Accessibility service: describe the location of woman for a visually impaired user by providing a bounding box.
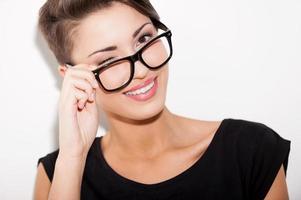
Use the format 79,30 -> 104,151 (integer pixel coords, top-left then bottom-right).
35,0 -> 290,200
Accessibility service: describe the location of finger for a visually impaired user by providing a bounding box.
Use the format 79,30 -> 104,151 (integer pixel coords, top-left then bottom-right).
74,89 -> 88,109
70,78 -> 93,101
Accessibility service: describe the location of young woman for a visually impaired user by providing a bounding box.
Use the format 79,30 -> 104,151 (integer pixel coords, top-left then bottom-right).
34,0 -> 290,200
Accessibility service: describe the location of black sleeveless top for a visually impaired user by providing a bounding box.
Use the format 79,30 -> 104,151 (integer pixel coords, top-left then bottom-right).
38,118 -> 291,200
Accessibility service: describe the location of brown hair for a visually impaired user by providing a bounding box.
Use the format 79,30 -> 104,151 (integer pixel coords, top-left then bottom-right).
38,0 -> 160,64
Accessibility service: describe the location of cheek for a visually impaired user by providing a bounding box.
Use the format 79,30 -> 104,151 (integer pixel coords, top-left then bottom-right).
96,65 -> 169,119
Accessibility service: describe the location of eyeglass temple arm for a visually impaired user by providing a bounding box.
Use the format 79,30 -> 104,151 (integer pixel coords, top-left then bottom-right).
151,18 -> 169,31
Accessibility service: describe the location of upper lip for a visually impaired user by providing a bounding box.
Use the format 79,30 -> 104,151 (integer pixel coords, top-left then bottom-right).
124,77 -> 156,93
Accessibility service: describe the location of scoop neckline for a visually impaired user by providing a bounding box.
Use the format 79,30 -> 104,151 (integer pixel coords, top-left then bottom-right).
96,118 -> 229,189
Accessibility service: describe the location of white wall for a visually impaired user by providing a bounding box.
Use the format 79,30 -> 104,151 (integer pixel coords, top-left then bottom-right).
0,0 -> 301,199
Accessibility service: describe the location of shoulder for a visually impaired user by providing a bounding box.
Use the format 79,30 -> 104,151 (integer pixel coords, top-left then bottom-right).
38,137 -> 100,182
226,118 -> 290,157
224,119 -> 291,199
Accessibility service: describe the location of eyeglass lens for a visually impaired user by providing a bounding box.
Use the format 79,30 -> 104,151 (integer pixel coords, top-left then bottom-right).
99,36 -> 171,90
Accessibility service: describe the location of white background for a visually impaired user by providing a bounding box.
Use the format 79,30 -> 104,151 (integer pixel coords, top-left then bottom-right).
0,0 -> 301,199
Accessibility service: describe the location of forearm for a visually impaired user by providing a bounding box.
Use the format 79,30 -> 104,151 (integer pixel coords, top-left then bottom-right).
48,154 -> 86,200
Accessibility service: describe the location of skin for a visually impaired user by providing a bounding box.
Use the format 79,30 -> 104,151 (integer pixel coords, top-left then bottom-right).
34,3 -> 288,199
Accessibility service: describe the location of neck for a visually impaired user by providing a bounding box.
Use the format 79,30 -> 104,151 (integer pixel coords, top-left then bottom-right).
105,107 -> 179,158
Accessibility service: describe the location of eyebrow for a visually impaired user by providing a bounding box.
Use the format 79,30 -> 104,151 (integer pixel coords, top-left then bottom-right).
88,22 -> 152,57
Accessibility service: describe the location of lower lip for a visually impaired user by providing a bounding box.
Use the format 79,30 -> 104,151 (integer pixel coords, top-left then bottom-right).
125,77 -> 158,101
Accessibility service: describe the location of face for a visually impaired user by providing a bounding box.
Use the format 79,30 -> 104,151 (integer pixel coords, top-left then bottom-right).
63,3 -> 168,120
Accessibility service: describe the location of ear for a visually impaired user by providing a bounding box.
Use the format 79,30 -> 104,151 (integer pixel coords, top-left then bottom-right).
57,65 -> 67,77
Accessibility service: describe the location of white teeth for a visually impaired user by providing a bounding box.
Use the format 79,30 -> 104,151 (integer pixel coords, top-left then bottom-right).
125,81 -> 155,95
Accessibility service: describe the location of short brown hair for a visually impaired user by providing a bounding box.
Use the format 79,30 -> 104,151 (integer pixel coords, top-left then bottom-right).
38,0 -> 160,64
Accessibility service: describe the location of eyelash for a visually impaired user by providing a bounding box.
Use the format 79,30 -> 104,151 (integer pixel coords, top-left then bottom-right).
98,32 -> 153,66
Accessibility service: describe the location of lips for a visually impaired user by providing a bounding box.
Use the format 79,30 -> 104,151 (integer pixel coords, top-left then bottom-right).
123,77 -> 156,94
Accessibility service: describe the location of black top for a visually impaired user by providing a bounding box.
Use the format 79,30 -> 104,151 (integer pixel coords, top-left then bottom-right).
39,118 -> 290,200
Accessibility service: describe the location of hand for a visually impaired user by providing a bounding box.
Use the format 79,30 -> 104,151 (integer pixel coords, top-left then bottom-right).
59,64 -> 99,158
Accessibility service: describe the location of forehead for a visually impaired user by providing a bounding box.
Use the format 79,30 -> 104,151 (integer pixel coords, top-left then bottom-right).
72,3 -> 150,60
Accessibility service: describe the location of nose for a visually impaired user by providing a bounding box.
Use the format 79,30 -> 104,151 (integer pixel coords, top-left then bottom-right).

== What to work on ==
Render the data above as a Markdown table with the columns Row and Text: each non-blank line gets a sequential number under Row and its text under Text. Omit the pictures.

== Expected output ==
| Row | Text |
|---|---|
| 1 | Accessibility service: describe the location of woman for a visually impaired user by providing a bounding box. |
| 2 | Use the format 79,30 -> 104,151 (integer pixel coords, top-left then bottom-right). |
| 3 | 35,0 -> 290,200 |
| 4 | Accessibility service: describe the location of finger for a visually impaired user by providing a bounding box. |
| 5 | Use the format 79,30 -> 104,151 (integer pixel coords, top-left then bottom-right). |
| 6 | 74,89 -> 88,109 |
| 7 | 70,78 -> 93,101 |
| 8 | Accessibility service: describe the location of young woman for a visually impaired user by providing a bounding box. |
| 9 | Use the format 79,30 -> 104,151 (integer pixel coords, top-left then bottom-right). |
| 10 | 34,0 -> 290,200 |
| 11 | Accessibility service: describe the location of black sleeveless top for a visually impaired user by providing a bounding box. |
| 12 | Use the format 79,30 -> 104,151 (integer pixel coords, top-left then bottom-right). |
| 13 | 38,118 -> 291,200 |
| 14 | Accessibility service: describe the location of brown hair for a visually impaired user by providing a bounding box. |
| 15 | Use the format 79,30 -> 104,151 (integer pixel coords, top-left then bottom-right). |
| 16 | 38,0 -> 160,64 |
| 17 | Accessibility service: describe the location of cheek for a visually impaired user by providing a bounding box. |
| 18 | Use the format 79,30 -> 104,151 (integer pixel coords, top-left then bottom-right). |
| 19 | 96,65 -> 169,119 |
| 20 | Accessibility service: describe the location of eyeglass temple arm for a visually impaired user by providing a bounding box. |
| 21 | Use the format 79,30 -> 104,151 (integer pixel coords, top-left then bottom-right). |
| 22 | 151,18 -> 169,31 |
| 23 | Accessibility service: describe the location of upper lip for a visually impaired user by providing a bounding box. |
| 24 | Use the format 79,30 -> 104,151 (integer pixel coords, top-left then bottom-right). |
| 25 | 124,77 -> 156,93 |
| 26 | Accessibility service: describe the location of scoop neckline for a visually impaired user by providing a bounding box. |
| 27 | Use the format 79,30 -> 104,151 (integer pixel coords, top-left then bottom-right). |
| 28 | 96,118 -> 229,189 |
| 29 | Accessibility service: describe the location of white wall for a visually impaired user by providing a bounding box. |
| 30 | Use the format 79,30 -> 104,151 (integer pixel coords, top-left then bottom-right). |
| 31 | 0,0 -> 301,199 |
| 32 | Accessibility service: describe the location of shoulder for a visually impaired user by providing a bounding box. |
| 33 | Use the format 79,30 -> 104,151 (integer pixel coords, top-left then bottom-right). |
| 34 | 38,137 -> 100,182 |
| 35 | 226,118 -> 290,157 |
| 36 | 224,119 -> 291,199 |
| 37 | Accessibility service: describe the location of eyeglass lens for a visually impaired user by providing a bounding box. |
| 38 | Use the format 79,30 -> 104,151 (integer pixel coords, top-left then bottom-right). |
| 39 | 99,36 -> 171,90 |
| 40 | Accessibility service: describe the location of white background for a visually impaired user by providing a bounding box. |
| 41 | Use the format 79,30 -> 104,151 (integer pixel coords, top-left then bottom-right). |
| 42 | 0,0 -> 301,199 |
| 43 | Accessibility service: describe the location of forearm for a visually impaired user by providing a bounding box. |
| 44 | Use the format 79,30 -> 104,151 (integer pixel coords, top-left then bottom-right). |
| 45 | 48,154 -> 86,200 |
| 46 | Accessibility service: describe the location of skin for a visually impaired user by providing a bounding box. |
| 47 | Use the format 79,30 -> 104,151 (integer pixel coords, top-left then bottom-right). |
| 48 | 34,3 -> 288,199 |
| 49 | Accessibility service: describe the location of neck for a visually impaired user by providing a bounding box. |
| 50 | Use the format 79,30 -> 104,151 (integer pixel coords, top-left then bottom-right). |
| 51 | 105,107 -> 179,158 |
| 52 | Accessibility service: describe the location of eyebrow for a visually impaired user by providing a bounding box. |
| 53 | Use the format 79,30 -> 104,151 (integer pixel coords, top-left then bottom-right). |
| 54 | 88,22 -> 152,57 |
| 55 | Accessibility service: describe the location of lower lip for a visually impaired user by providing a bounding box. |
| 56 | Use the format 79,30 -> 104,151 (integer pixel coords, top-left then bottom-right). |
| 57 | 125,77 -> 158,101 |
| 58 | Accessibility service: describe the location of face for a visually impaired user by providing a bounding box. |
| 59 | Use the format 79,30 -> 104,151 (integer pixel coords, top-left then bottom-right). |
| 60 | 63,3 -> 168,120 |
| 61 | Accessibility service: describe the location of ear for a visually impaired user by providing a bounding box. |
| 62 | Use the format 79,30 -> 104,151 (integer pixel coords, top-left then bottom-right). |
| 63 | 57,65 -> 67,77 |
| 64 | Accessibility service: describe the location of white teeth for a visually impaired user by providing a bounding box. |
| 65 | Use the format 79,30 -> 104,151 (integer pixel coords, top-left then bottom-right). |
| 66 | 125,81 -> 155,95 |
| 67 | Accessibility service: describe the location of short brown hair for a visually impaired user by providing a bounding box. |
| 68 | Use the format 79,30 -> 104,151 (integer pixel coords, top-left then bottom-right). |
| 69 | 38,0 -> 160,64 |
| 70 | Accessibility service: describe the location of eyelash for a visually impaired user by providing a bounding box. |
| 71 | Use the format 79,30 -> 104,151 (integer pixel coords, top-left then bottom-right). |
| 72 | 98,32 -> 153,66 |
| 73 | Accessibility service: describe the location of lips for a visually impaired user by providing a bounding box. |
| 74 | Use the format 79,30 -> 104,151 (integer pixel coords, top-left then bottom-right). |
| 75 | 123,77 -> 156,94 |
| 76 | Accessibility service: describe the location of black top for a visually impaired user by providing a bounding box. |
| 77 | Use the format 79,30 -> 104,151 (integer pixel coords, top-left then bottom-right). |
| 78 | 39,118 -> 290,200 |
| 79 | Accessibility service: describe the location of hand for a visually impaired user by providing a bounding box. |
| 80 | Use the format 79,30 -> 104,151 (integer pixel coords, top-left then bottom-right). |
| 81 | 59,64 -> 99,158 |
| 82 | Accessibility service: describe the location of forehead for a visually impaired user by providing a bounding box. |
| 83 | Use the format 79,30 -> 104,151 (integer pixel coords, top-left then bottom-right). |
| 84 | 72,3 -> 150,60 |
| 85 | Accessibility service: describe the location of nose for a visually impaired user by providing a bounding box. |
| 86 | Use the format 79,30 -> 104,151 (integer pixel coords, top-left then bottom-right). |